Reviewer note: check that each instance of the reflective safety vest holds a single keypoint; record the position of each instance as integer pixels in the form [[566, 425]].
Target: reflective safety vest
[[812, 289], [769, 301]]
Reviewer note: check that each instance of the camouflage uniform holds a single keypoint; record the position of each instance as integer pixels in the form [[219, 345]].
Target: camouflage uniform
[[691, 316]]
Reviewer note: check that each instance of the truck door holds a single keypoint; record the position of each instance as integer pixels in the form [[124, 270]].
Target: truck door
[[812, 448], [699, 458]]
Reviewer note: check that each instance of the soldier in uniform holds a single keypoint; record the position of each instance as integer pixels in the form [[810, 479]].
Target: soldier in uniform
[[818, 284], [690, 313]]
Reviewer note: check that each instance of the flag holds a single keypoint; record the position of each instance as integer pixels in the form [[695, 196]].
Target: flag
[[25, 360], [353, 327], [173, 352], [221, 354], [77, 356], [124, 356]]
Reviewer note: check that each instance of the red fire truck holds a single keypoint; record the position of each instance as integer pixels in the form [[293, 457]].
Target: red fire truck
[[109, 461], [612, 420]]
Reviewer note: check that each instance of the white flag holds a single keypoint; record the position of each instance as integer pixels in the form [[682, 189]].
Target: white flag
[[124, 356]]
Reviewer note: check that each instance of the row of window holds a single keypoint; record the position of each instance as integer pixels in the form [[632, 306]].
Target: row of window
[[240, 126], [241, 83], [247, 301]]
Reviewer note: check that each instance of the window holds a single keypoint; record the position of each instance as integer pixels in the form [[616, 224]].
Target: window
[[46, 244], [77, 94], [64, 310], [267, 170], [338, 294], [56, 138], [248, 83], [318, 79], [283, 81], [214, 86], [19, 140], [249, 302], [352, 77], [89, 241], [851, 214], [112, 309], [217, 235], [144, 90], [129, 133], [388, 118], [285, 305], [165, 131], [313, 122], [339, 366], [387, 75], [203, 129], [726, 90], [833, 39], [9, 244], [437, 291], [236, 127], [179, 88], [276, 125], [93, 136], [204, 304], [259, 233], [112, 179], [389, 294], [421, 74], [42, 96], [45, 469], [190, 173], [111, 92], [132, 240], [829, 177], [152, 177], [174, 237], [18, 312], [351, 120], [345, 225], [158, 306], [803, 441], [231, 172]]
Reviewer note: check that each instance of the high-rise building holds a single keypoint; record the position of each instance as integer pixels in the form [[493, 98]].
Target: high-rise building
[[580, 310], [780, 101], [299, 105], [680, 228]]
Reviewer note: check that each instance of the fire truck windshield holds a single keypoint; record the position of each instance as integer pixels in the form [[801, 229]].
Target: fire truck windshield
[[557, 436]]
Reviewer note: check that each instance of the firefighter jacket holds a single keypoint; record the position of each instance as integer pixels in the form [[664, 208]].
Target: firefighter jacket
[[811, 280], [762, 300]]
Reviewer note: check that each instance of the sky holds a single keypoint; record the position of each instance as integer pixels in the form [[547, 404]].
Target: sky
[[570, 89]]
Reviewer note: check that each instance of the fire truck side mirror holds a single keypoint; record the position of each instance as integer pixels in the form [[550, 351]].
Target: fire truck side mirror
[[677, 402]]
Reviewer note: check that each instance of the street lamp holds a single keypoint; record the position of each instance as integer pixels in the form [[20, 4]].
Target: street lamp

PROBLEM DETAILS
Copy every row above word for word.

SOLUTION
Reviewer note: check that each instance of the reflective safety vest holds a single keypoint; record the position of each instance as integer pixels in the form [[566, 425]].
Target: reflective safety vest
[[812, 289], [769, 301]]
Reviewer note: check that each instance of the camouflage uniform holds a single keypoint; record the position of each instance as integer pixels in the form [[219, 345]].
Target: camouflage uniform
[[691, 316]]
Reviewer note: check that each instance of the truck door holds a single keypoint; record the position of each instance as integer pixels in the form [[124, 270]].
Target: truck door
[[812, 448], [699, 458]]
Reviewer note: check that each instance of the soldier in uniform holds a single keypoint; record the position of each instance as integer pixels in the form [[810, 479]].
Target: soldier in uniform
[[818, 284], [690, 313]]
Reviewer note: check that each instance of the flag holds a single keypoint; record the position of each instance as integer pixels in the form [[695, 196]].
Target: flag
[[25, 360], [353, 327], [173, 352], [221, 354], [77, 356], [124, 356]]
Reviewer note: check that each instance of the red fire truck holds a single keypoint; record the position of each instance as integer pixels in the form [[293, 457]].
Target: red fire truck
[[109, 461], [612, 420]]
Reviewer note: check that each instance of the white flag holds a single keypoint; record the position of each instance as integer pixels in the form [[682, 189]].
Target: white flag
[[124, 356]]
Reviewer note: check that each instance of the row of window holds a single keypoint; record the position of each instance as integer pixels in the form [[632, 306]].
Target: row of window
[[240, 126], [241, 83], [247, 301]]
Reviewer note: check that each instance of the window holds a single keypoint; record the position of each instance as integer pixels in the form [[616, 224]].
Target: window
[[46, 244], [77, 94], [64, 310], [267, 170], [338, 294], [56, 138], [248, 83], [318, 79], [283, 81], [214, 86], [19, 140], [249, 302], [352, 77], [89, 241], [851, 214], [112, 309], [217, 235], [144, 90], [129, 133], [388, 118], [285, 305], [165, 131], [313, 122], [339, 366], [387, 75], [203, 129], [726, 90], [833, 39], [9, 244], [437, 291], [236, 127], [179, 88], [276, 125], [93, 136], [204, 304], [259, 233], [112, 179], [389, 294], [421, 74], [42, 96], [45, 469], [190, 173], [111, 92], [132, 240], [829, 177], [152, 177], [174, 237], [18, 312], [351, 120], [345, 225], [158, 306], [803, 441], [231, 172]]
Reviewer note: check that each instance of the high-rise building holds a single keypoint; record the position of each instance as integer pixels in the form [[493, 98]].
Target: high-rise building
[[580, 310], [780, 101], [299, 105], [680, 228]]
Reviewer note: check that each instance of the fire truck windshield holds a single keypoint; record the position of each instance as integer pixels in the form [[801, 229]].
Target: fire truck windshield
[[557, 436]]
Reviewer note: check that each instance of the firefighter jacket holds a single keypoint; record the position of each instance as integer pixels in the form [[664, 208]].
Target: firefighter jacket
[[811, 280], [762, 300]]
Reviewer note: check that each instance of the sky holds a single keypoint; record the position of each instance as integer pixels in the form [[547, 404]].
Target: sky
[[570, 89]]
Reviewer note: check that each instance of the fire truck side mirror holds a single keypoint; record the position of each instance as integer pixels in the form [[550, 351]].
Target: fire truck side mirror
[[677, 402]]
Reviewer note: check that each instance of the street lamp holds a single keypoint; record the position of each instance as integer pixels in the form [[20, 4]].
Target: street lamp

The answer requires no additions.